═════ RECORDS FOR THIS EXERCISE

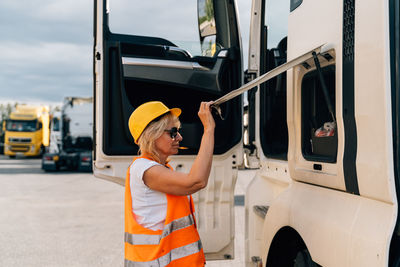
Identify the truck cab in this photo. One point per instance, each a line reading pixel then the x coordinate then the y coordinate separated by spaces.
pixel 323 132
pixel 71 136
pixel 27 131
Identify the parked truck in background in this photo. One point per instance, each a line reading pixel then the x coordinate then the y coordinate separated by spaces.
pixel 27 131
pixel 55 133
pixel 325 132
pixel 71 137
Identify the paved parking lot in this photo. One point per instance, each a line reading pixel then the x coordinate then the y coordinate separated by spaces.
pixel 71 219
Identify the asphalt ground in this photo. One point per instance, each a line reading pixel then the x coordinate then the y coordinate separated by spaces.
pixel 72 219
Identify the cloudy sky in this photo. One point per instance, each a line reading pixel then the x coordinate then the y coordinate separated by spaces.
pixel 46 47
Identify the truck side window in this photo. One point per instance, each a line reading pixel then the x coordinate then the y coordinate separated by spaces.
pixel 273 125
pixel 319 133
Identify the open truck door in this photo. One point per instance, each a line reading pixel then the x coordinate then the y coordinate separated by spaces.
pixel 135 62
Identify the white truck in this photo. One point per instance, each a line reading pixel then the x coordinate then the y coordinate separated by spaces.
pixel 324 133
pixel 71 137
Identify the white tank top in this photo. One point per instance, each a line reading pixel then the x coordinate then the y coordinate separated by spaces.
pixel 148 206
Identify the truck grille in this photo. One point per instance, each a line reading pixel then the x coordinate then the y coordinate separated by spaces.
pixel 19 148
pixel 19 140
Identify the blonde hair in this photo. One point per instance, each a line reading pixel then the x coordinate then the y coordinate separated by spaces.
pixel 152 132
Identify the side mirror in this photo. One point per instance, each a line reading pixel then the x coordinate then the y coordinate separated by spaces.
pixel 207 27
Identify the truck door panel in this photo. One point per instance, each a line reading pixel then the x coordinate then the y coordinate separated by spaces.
pixel 133 69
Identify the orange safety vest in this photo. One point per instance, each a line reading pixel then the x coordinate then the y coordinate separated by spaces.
pixel 178 244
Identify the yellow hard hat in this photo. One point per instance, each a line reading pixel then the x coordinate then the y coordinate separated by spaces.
pixel 146 113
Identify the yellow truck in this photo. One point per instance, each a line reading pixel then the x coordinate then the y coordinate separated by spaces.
pixel 27 131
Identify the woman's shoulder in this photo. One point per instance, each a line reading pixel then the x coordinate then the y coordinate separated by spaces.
pixel 143 164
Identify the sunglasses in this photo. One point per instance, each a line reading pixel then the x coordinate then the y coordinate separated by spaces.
pixel 173 132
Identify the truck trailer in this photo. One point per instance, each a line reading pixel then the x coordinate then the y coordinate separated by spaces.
pixel 71 137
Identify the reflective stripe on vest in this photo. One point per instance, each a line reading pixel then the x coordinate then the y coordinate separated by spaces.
pixel 178 244
pixel 174 254
pixel 143 239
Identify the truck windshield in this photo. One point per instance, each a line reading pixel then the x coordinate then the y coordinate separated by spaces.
pixel 173 20
pixel 21 126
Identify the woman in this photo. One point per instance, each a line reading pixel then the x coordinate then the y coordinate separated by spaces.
pixel 160 229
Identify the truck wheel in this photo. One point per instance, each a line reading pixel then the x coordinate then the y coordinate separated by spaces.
pixel 303 259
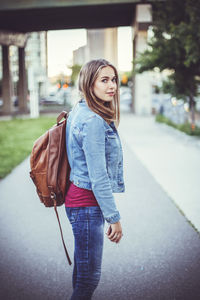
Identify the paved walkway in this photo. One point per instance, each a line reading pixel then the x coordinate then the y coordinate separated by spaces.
pixel 157 259
pixel 172 157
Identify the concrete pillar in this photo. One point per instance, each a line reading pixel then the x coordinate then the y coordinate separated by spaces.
pixel 141 82
pixel 22 84
pixel 6 82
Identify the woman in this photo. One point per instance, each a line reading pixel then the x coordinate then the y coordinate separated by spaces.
pixel 95 156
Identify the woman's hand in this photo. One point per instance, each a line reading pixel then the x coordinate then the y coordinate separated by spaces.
pixel 114 232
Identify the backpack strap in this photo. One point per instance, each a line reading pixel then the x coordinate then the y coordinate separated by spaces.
pixel 62 115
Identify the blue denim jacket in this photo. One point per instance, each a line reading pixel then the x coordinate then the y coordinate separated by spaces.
pixel 95 156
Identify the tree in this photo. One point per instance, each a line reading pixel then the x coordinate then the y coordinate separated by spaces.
pixel 175 46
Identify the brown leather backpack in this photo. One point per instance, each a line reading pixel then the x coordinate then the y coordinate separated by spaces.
pixel 50 167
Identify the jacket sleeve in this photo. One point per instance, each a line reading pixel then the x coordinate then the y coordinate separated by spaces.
pixel 94 150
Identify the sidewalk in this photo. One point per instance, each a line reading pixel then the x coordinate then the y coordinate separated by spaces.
pixel 172 157
pixel 157 259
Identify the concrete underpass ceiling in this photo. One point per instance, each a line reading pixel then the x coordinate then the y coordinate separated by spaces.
pixel 67 17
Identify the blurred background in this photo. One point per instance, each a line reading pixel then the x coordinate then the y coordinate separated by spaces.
pixel 155 46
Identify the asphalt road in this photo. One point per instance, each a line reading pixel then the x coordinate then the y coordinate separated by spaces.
pixel 158 258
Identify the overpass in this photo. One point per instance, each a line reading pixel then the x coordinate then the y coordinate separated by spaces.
pixel 19 17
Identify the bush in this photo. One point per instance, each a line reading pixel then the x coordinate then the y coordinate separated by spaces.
pixel 186 127
pixel 16 140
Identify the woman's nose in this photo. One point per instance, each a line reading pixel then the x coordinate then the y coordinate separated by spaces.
pixel 111 84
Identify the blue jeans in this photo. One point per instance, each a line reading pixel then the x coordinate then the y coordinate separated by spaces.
pixel 88 229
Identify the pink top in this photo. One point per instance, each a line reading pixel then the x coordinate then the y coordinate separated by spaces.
pixel 77 197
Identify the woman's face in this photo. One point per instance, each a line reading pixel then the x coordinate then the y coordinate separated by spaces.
pixel 105 86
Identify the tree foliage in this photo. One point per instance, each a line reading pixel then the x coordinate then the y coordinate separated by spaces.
pixel 175 46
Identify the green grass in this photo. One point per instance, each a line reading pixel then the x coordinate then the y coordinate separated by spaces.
pixel 16 140
pixel 186 127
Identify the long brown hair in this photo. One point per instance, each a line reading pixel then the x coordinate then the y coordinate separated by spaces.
pixel 109 111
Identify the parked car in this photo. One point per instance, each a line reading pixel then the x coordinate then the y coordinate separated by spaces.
pixel 125 99
pixel 50 99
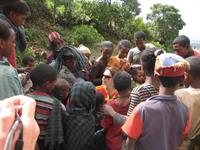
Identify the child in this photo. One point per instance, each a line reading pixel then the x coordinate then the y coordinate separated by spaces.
pixel 29 62
pixel 10 84
pixel 97 70
pixel 107 87
pixel 49 113
pixel 161 122
pixel 15 14
pixel 81 121
pixel 122 82
pixel 190 97
pixel 142 92
pixel 61 90
pixel 150 86
pixel 141 45
pixel 119 62
pixel 137 74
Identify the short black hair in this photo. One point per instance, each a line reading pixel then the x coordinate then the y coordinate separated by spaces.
pixel 107 44
pixel 122 81
pixel 194 68
pixel 112 71
pixel 4 30
pixel 148 59
pixel 20 7
pixel 99 100
pixel 170 82
pixel 27 59
pixel 43 73
pixel 124 44
pixel 140 35
pixel 136 58
pixel 182 40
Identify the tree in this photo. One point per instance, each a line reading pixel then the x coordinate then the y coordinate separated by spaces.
pixel 165 23
pixel 132 6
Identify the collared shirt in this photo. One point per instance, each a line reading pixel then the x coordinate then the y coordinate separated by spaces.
pixel 9 82
pixel 117 63
pixel 160 123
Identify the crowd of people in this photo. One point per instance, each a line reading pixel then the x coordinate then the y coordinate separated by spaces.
pixel 143 98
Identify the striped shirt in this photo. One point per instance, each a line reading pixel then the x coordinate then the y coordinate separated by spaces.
pixel 140 94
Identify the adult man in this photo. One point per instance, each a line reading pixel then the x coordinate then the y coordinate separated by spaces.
pixel 139 40
pixel 181 46
pixel 15 14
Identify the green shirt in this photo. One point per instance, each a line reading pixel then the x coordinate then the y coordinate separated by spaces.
pixel 9 81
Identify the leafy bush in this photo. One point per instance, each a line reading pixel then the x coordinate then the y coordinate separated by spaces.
pixel 36 53
pixel 86 35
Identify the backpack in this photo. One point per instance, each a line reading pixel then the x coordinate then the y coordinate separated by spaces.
pixel 9 140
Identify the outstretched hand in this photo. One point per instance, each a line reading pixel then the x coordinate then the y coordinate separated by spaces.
pixel 26 110
pixel 108 110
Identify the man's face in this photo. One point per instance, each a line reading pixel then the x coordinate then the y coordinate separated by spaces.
pixel 180 50
pixel 123 52
pixel 106 53
pixel 140 43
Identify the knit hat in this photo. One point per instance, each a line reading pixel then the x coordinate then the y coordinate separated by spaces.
pixel 170 65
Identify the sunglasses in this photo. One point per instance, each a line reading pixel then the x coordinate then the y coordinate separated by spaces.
pixel 106 76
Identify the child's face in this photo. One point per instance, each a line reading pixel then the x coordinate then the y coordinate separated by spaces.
pixel 7 46
pixel 123 52
pixel 106 53
pixel 139 77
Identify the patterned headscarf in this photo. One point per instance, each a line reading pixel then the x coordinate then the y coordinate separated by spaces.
pixel 170 65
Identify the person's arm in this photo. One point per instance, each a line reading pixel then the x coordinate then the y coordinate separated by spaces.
pixel 130 144
pixel 130 56
pixel 133 128
pixel 118 118
pixel 134 101
pixel 93 74
pixel 26 108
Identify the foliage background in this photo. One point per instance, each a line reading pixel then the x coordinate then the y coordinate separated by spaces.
pixel 91 21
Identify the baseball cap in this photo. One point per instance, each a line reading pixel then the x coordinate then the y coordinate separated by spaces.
pixel 53 36
pixel 170 65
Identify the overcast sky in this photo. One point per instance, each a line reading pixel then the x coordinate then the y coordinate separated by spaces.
pixel 189 10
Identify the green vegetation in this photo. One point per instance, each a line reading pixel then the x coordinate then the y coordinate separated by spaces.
pixel 91 21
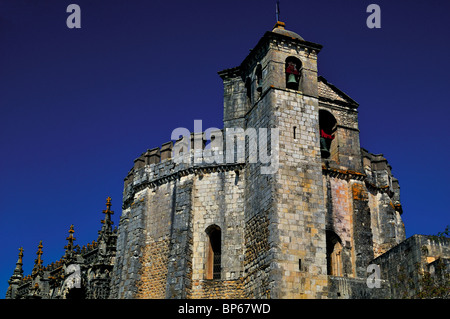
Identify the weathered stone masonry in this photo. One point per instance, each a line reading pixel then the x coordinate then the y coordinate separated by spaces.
pixel 194 228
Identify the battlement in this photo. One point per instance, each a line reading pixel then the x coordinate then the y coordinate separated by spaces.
pixel 184 157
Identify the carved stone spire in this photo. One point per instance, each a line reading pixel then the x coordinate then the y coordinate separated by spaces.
pixel 38 261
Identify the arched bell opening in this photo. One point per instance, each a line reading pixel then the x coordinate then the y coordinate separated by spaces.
pixel 293 68
pixel 327 126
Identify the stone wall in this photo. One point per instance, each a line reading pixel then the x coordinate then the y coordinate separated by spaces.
pixel 403 264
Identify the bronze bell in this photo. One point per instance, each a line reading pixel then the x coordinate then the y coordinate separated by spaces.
pixel 292 79
pixel 324 151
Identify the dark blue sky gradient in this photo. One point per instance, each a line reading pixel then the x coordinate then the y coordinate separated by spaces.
pixel 77 106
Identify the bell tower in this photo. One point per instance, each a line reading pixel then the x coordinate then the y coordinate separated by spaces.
pixel 276 87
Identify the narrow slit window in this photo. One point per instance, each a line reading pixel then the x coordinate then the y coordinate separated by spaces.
pixel 214 252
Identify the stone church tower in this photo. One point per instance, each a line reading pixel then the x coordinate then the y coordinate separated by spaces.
pixel 282 202
pixel 196 229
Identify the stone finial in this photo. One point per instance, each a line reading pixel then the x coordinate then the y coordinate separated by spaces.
pixel 70 239
pixel 279 25
pixel 152 156
pixel 19 261
pixel 166 151
pixel 38 261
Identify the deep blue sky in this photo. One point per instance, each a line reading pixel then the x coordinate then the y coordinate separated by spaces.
pixel 77 106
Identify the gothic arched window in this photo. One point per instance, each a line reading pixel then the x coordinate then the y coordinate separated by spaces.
pixel 334 254
pixel 214 252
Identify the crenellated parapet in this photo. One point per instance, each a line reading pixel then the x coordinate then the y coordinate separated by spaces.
pixel 195 155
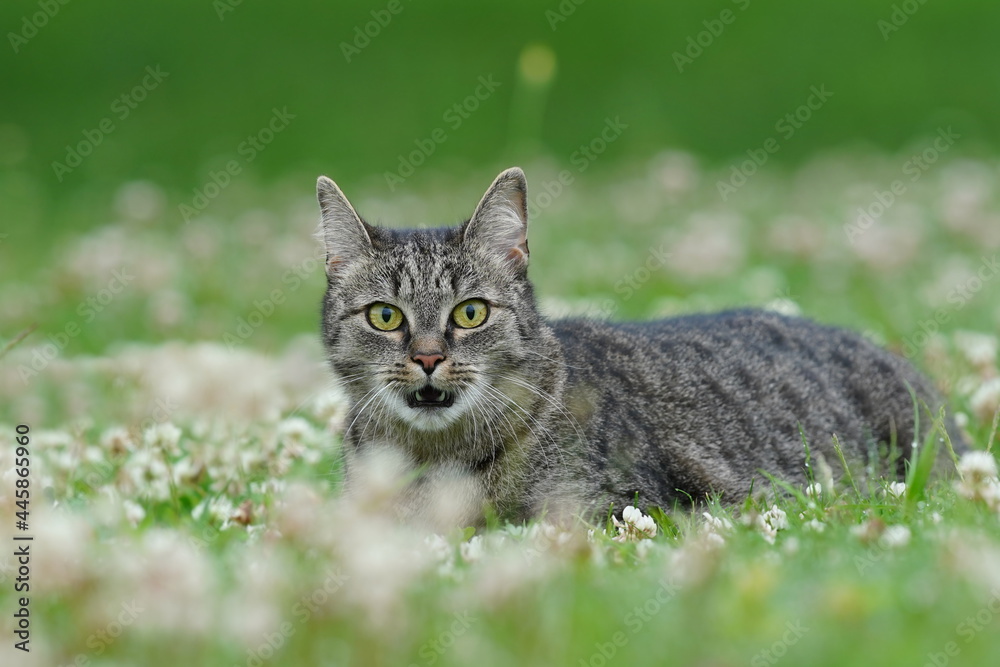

══════════

Please revise the lines between the one holding "Identify the asphalt ground" and the one holding "pixel 133 69", inclusive, changing "in this photo" to "in this image" and leaving everything else unchanged. Return only those lines.

Identify the asphalt ground in this image. One point per instance, each a line reading pixel then the x coordinate then the y coordinate separated by spaces.
pixel 72 219
Identify the cloudy sky in this image. One point per instance, each a line reading pixel then the x coordinate then the y coordinate separated by spaces.
pixel 46 47
Identify the truck side window in this image. One point per instance, each a line reading pixel then the x coordinate then the y coordinate separated by spaces.
pixel 273 125
pixel 319 133
Identify the open truck door in this image. One point per instance, each a line reading pixel then the x coordinate then the y coordinate separated by spaces.
pixel 135 62
Identify the white truck in this image. One point per instance, each a line reading pixel then the x coordinate then the y coordinate separated by spaces.
pixel 324 133
pixel 71 137
Identify the white tank top in this image. One point per instance, each a line reading pixel then the x coordinate then the y coordinate separated by spaces.
pixel 148 206
Identify the truck grille in this image. One point per instance, each a line reading pixel then the x coordinate then the y coordinate separated by spaces.
pixel 19 148
pixel 19 140
Identify the blonde hair in this image. One point per instance, each a line reading pixel then the x coordinate then the y coordinate separated by spaces.
pixel 152 132
Identify the side mirror in this image. One point per instance, each a line reading pixel then the x coordinate then the y coordinate separated by spaces.
pixel 207 27
Identify the truck door panel in this image. One point per instance, each a line reading pixel then the x coordinate then the y coordinate separated by spaces.
pixel 133 69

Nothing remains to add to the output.